*抜粋本文:*
════════

モバイルインターネットは私たちの生活に革新をもたらしました。人々のつながりを妨げていた障害が取り除かれ、経済的機会が生み出され、一人一人異なる無数の体験を実現できる可能性が開かれています。現在、コンピューターテクノロジーの新しい波によって、この革新がメタバースへと広がり、物理的世界とバーチャル(仮想の)世界がつながることで新しい機会が生み出されると期待されています。
メタバースで人々がつながることにより生み出される経済的価値を理解するには、モバイルインターネットが市場の競争にどれほどの公平性をもたらしたかを思い返してみるだけで十分でしょう。オンラインストアのオープンから、世界中の顧客に向けたメッセージの発信に至るまで、モバイルインターネットは、ビジネスを物理的な実店舗を超えて拡大させました。
早くからモバイルインターネットに取り組んだ企業がその恩恵を享受し、後れをとった企業は追い付くために時間を掛ける必要があります。デスクトップからモバイルへの移行が私たちの生活のあらゆる側面を変えたように、モバイルからメタバースへの移行もまた、あらゆる業界のあり方を変えるでしょう。

════════

*課題一覧:*
(a) メタバースについての上の本文をもとに、次の問いに答えてください。
(i) メタバースでは、物理的世界が何とつながると述べられていますか。
(ii) モバイルインターネットは、ビジネスを何を超えて拡大させましたか。
(iii) モバイルインターネットへの取り組みで後れをとった企業は、何をする必要があるとされていますか。
(b) メタバースについての上の本文を二文で要約してください。
(c) メタバースについての上の本文のうち、「モバイルインターネットは私た」から「界のあり方を変えるでしょう。」に至るまでのすべてを、一字も変えずに出力してください。

データセットからの抜粋
════════

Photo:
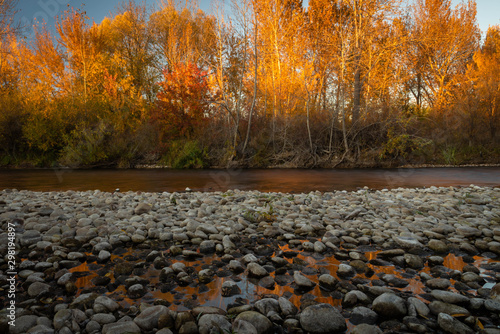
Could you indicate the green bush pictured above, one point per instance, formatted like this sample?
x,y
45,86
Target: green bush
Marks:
x,y
402,145
185,155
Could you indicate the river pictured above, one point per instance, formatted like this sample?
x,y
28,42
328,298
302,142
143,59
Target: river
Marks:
x,y
267,180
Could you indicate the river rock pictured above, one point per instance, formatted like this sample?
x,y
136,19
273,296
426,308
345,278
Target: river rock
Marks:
x,y
62,318
366,329
29,237
322,318
388,305
449,297
148,319
236,266
103,318
41,329
420,308
407,242
207,247
287,307
438,283
267,305
468,232
214,322
142,208
106,302
244,327
451,325
230,288
437,307
136,291
414,261
259,321
23,324
438,246
302,281
129,327
256,270
104,256
38,288
345,270
363,315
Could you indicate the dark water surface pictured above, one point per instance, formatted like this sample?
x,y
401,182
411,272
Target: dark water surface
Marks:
x,y
274,180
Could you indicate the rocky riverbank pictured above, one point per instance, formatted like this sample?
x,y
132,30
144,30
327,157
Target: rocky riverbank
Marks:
x,y
364,262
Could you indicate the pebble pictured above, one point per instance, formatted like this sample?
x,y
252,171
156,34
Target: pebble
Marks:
x,y
380,237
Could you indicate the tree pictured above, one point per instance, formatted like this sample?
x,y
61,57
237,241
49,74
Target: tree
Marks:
x,y
183,102
444,40
7,8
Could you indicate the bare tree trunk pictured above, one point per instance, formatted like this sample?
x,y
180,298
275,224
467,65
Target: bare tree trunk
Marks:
x,y
309,126
254,91
357,96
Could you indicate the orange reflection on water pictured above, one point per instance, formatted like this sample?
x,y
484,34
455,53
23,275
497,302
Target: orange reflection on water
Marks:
x,y
183,297
85,281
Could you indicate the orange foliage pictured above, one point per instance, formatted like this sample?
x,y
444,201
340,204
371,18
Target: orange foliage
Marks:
x,y
183,101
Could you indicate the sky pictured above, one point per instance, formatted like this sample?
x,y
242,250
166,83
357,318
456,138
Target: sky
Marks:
x,y
488,11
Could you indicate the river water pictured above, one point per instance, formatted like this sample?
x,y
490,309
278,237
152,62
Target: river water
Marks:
x,y
268,180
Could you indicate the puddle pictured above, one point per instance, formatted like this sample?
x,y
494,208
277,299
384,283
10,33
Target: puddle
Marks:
x,y
182,298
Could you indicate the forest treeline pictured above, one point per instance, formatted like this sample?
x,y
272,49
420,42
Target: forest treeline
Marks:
x,y
257,83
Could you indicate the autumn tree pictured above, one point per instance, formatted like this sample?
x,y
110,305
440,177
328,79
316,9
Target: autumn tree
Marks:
x,y
183,102
7,9
443,41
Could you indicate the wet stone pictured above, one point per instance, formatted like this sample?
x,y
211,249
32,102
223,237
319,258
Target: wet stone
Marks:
x,y
363,315
389,305
451,325
437,307
322,318
438,283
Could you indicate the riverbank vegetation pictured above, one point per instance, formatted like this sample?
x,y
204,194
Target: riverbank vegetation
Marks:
x,y
263,83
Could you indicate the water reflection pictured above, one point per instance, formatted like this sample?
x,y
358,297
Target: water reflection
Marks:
x,y
186,297
275,180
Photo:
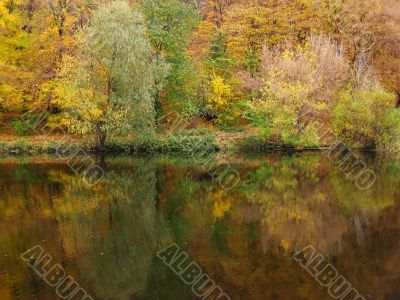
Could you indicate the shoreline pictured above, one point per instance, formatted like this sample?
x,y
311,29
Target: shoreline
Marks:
x,y
184,145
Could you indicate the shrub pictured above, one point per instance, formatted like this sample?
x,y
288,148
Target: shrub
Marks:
x,y
26,126
367,118
298,82
190,141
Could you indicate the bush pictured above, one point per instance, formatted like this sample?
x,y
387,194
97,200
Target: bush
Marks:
x,y
26,126
367,118
296,83
190,141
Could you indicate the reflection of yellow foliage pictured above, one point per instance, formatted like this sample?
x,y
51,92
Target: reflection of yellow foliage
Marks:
x,y
221,204
284,244
220,208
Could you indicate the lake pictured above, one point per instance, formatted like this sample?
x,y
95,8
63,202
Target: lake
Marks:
x,y
118,238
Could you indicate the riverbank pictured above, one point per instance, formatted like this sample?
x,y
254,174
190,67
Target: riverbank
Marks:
x,y
179,143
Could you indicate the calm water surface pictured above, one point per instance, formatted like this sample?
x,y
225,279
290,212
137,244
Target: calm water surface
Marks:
x,y
107,236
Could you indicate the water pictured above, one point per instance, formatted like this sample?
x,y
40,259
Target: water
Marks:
x,y
107,236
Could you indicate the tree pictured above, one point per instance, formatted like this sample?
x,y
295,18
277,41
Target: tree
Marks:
x,y
170,24
107,87
13,42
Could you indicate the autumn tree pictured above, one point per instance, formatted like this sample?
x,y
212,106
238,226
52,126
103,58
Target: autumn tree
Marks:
x,y
170,24
107,88
13,41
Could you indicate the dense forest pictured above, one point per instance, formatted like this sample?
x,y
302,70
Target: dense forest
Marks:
x,y
286,69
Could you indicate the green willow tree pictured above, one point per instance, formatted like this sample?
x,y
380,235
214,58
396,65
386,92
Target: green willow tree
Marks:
x,y
170,24
108,87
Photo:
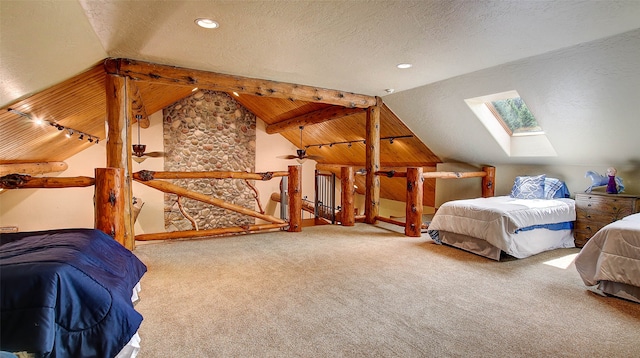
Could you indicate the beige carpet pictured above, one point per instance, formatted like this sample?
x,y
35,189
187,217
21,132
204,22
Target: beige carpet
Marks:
x,y
368,291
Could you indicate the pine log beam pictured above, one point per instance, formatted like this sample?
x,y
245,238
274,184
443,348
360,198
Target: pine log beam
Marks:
x,y
435,175
20,181
167,187
319,116
488,182
137,107
347,182
32,168
389,221
150,175
163,74
294,187
187,234
110,204
372,162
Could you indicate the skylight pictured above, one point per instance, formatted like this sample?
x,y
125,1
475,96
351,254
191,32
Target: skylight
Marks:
x,y
515,115
512,124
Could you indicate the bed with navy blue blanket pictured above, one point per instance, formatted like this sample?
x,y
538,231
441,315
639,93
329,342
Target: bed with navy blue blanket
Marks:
x,y
537,216
67,293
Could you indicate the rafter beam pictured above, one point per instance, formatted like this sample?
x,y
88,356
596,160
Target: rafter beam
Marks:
x,y
138,108
319,116
150,72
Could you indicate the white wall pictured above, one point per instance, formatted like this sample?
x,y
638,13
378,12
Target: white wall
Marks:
x,y
42,209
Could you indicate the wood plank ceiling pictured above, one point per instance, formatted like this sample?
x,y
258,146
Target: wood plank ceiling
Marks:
x,y
80,104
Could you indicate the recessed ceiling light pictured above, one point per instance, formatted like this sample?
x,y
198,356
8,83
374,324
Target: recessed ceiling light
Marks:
x,y
207,23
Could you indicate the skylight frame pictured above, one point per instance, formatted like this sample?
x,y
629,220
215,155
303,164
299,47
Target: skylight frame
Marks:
x,y
519,144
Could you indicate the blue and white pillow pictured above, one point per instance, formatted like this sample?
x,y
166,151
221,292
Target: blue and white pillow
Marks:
x,y
528,187
555,188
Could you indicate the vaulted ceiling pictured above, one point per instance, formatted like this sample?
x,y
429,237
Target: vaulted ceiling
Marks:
x,y
351,46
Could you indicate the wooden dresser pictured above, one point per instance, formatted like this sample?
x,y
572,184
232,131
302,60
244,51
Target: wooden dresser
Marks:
x,y
595,210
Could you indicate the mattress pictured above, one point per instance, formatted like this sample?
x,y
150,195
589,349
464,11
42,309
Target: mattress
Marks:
x,y
519,227
612,256
67,293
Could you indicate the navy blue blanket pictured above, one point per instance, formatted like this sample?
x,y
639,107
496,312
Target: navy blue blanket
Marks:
x,y
67,293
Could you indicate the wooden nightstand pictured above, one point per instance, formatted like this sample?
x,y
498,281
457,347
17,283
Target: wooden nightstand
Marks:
x,y
595,210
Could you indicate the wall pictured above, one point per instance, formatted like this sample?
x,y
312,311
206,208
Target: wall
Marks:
x,y
209,131
585,98
42,209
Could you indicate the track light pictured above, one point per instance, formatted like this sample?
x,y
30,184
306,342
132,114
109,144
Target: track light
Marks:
x,y
68,134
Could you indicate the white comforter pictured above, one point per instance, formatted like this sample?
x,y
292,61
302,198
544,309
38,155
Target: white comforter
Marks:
x,y
496,219
612,254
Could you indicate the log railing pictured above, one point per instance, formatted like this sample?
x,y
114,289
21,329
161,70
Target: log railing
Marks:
x,y
155,180
414,208
109,197
110,213
413,223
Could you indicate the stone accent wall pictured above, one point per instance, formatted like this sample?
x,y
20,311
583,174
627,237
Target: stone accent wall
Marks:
x,y
209,131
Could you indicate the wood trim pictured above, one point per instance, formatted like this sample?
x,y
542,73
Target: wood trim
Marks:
x,y
32,168
372,162
118,94
19,181
209,232
110,205
319,116
150,72
149,175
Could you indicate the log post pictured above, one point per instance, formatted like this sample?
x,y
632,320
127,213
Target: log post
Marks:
x,y
295,198
413,223
110,203
347,217
372,162
119,143
489,182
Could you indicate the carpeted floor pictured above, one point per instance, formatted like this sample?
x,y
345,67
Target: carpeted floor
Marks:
x,y
368,291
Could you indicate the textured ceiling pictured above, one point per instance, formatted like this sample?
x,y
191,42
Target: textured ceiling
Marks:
x,y
581,82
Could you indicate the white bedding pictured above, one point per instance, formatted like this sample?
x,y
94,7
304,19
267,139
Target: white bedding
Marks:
x,y
497,220
613,255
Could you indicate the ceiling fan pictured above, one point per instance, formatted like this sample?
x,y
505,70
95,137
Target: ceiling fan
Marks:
x,y
301,153
139,154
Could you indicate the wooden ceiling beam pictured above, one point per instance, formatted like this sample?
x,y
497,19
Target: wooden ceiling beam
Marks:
x,y
145,71
32,168
319,116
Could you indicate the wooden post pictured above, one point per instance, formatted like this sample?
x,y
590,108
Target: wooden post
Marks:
x,y
347,217
372,162
489,182
295,198
110,203
413,223
119,143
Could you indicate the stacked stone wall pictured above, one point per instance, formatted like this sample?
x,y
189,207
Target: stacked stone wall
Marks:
x,y
209,131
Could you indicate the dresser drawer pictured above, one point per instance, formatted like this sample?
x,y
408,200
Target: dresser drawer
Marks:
x,y
595,210
598,205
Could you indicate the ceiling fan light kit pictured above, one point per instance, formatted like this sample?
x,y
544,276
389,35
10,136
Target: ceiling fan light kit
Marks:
x,y
139,154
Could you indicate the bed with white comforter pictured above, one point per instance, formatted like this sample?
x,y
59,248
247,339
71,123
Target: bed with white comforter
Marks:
x,y
518,227
610,260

════════

*最終解答:*
(a)
(i) バーチャル(仮想の)世界です。
(ii) 物理的な実店舗です。
(iii) 追い付くために時間を掛ける必要があります。

(b) モバイルインターネットは、人々のつながりを妨げていた障害を取り除いて経済的機会を生み出し、ビジネスを物理的な実店舗を超えて拡大させた。現在はコンピューターテクノロジーの新しい波によってこの革新がメタバースへ広がると期待されており、モバイルからメタバースへの移行はあらゆる業界のあり方を変えるだろうと述べられている。

(c)
モバイルインターネットは私たちの生活に革新をもたらしました。人々のつながりを妨げていた障害が取り除かれ、経済的機会が生み出され、一人一人異なる無数の体験を実現できる可能性が開かれています。現在、コンピューターテクノロジーの新しい波によって、この革新がメタバースへと広がり、物理的世界とバーチャル(仮想の)世界がつながることで新しい機会が生み出されると期待されています。
メタバースで人々がつながることにより生み出される経済的価値を理解するには、モバイルインターネットが市場の競争にどれほどの公平性をもたらしたかを思い返してみるだけで十分でしょう。オンラインストアのオープンから、世界中の顧客に向けたメッセージの発信に至るまで、モバイルインターネットは、ビジネスを物理的な実店舗を超えて拡大させました。
早くからモバイルインターネットに取り組んだ企業がその恩恵を享受し、後れをとった企業は追い付くために時間を掛ける必要があります。デスクトップからモバイルへの移行が私たちの生活のあらゆる側面を変えたように、モバイルからメタバースへの移行もまた、あらゆる業界のあり方を変えるでしょう。